- _DIRECTION A_:
From the post about getting ready for a date, list each piece of the outfit the writer finally put together.

- _SOURCE TEXT_:

○ ○ ○ ○

Friday comes and I suddenly find myself nervous. Frankly, I was freaking out. Looking back, i don’t know why. I’ve gone out with him a hundred times. We always had fun,. Usually argued about little shit. And that was that. But he’s always been kind to me and generous. Those are two qualities that men should have.

I went through my entire wardrobe and came up empty-handed. Except for my 4″ too short Wonder Woman jogging pants, there wasn’t anything that fit. My SIL was so nice to let me raid her closet but there was nothing in there for me. She had set me up with like 3 pairs of jeans … I couldn’t get any over my ass.

Break up weight sits in the hips, just FYI.

It took me like forever to find something to wear, but I finally found it. Jeans, shiny blouse, leopard shoes, and my vintage hair rolls. I have an hourglass figure, just all the sand is at the bottom. Curves and all, I can hold my own. I was pretty happy about how the whole look came together. It had a great retro feel to it.

However, I was the first one to faux pas that night. I let him know that I was running a bit late and to come around 730 instead of 700 pm. Ugh. I HATE being late. I didn’t realize exactly how fat I had become … So of course finding something to wear wasn’t about aesthetic, it was a wrestling match with my self-esteem.

So, 730 came and went. Then i get a text at just about 8pm, announcing that he was outside waiting for me. I look at my SIL and she looks at me and says, “Why doesn’t he come to the door like a normal person?” That was a very good question. So I text him, “Why don’t you come to the door like a normal person?”

A few moments later, I heard a knock at the door. And here we go.

In the (Awkward) Beginning…

My SIL says when she answered the door, he seemed nervous. I have no idea why he would be nervous, we’ve gone out a hundred times before. He didn’t seem nervous to me. Maybe my SIL was just trying to make me feel better. We said adios to my SIL and went to the car where he opened my door for me. He had just bought a new car so he was showing me all the bells and whistles. It’s a nice car. Cars don’t really impress me on a romantic level, but I was so happy that my friend got a new car. He had been working really hard the last few years dealing with shit; he deserves a new car.

I don’t know why, but i found myself staring out the window, almost in silent reflection. I never thought that I would ever be in another man’s car on a date. I thought my ex was going to be the last person I ever date. To be out with someone else felt very strange. Once I was aware of it, i really tried my damnedest to not let it leak out into our evening. We’ll get to that a little later.

○ ○ ○ ○

- _RECORDS_:
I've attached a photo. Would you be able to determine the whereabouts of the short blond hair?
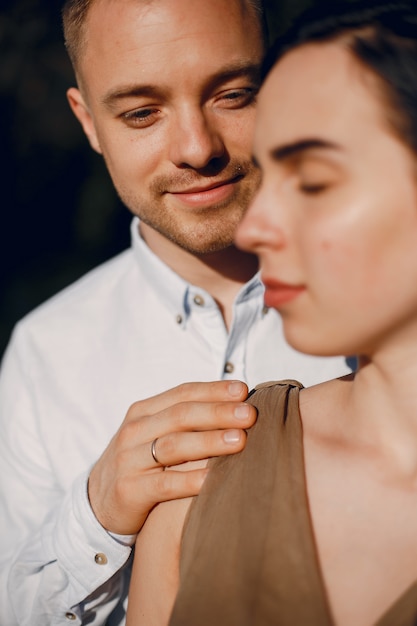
[62,0,267,73]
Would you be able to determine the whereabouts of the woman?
[128,2,417,626]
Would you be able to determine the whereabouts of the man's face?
[69,0,263,253]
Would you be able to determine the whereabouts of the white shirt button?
[65,611,77,622]
[194,295,204,306]
[94,552,107,565]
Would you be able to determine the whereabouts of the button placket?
[65,611,77,622]
[94,552,108,565]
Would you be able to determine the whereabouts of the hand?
[88,381,256,535]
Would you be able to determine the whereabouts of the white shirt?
[0,219,350,626]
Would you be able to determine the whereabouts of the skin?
[68,0,263,323]
[128,42,417,626]
[68,0,263,534]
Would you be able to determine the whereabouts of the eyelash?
[121,108,159,128]
[300,183,328,196]
[220,87,258,107]
[117,87,258,128]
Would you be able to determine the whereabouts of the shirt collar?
[131,217,264,319]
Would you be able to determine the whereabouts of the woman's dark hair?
[264,0,417,155]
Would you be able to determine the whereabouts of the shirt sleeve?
[0,330,132,626]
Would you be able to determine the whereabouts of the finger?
[133,468,209,511]
[128,401,257,445]
[126,380,248,421]
[109,468,209,535]
[140,429,246,469]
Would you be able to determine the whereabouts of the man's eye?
[121,108,159,128]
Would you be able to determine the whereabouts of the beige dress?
[169,381,417,626]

○ ○ ○ ○

- _DIRECTION B_:
Resize the bounding-box coordinates in the part of the records that opens with the line containing "the man's eye?" and runs through the end of the records. Write those lines out again, requests included, with each coordinate multiplied by 2.3 and rounded to a whole number (halves up).

- _COMPLETE RESPONSE A_:
- Jeans
- Shiny blouse
- Leopard shoes
- Vintage hair rolls

- _COMPLETE RESPONSE B_:
Would you be able to determine the whereabouts of the man's eye?
[278,248,366,294]
Would you be able to determine the whereabouts of the beige dress?
[389,876,959,1440]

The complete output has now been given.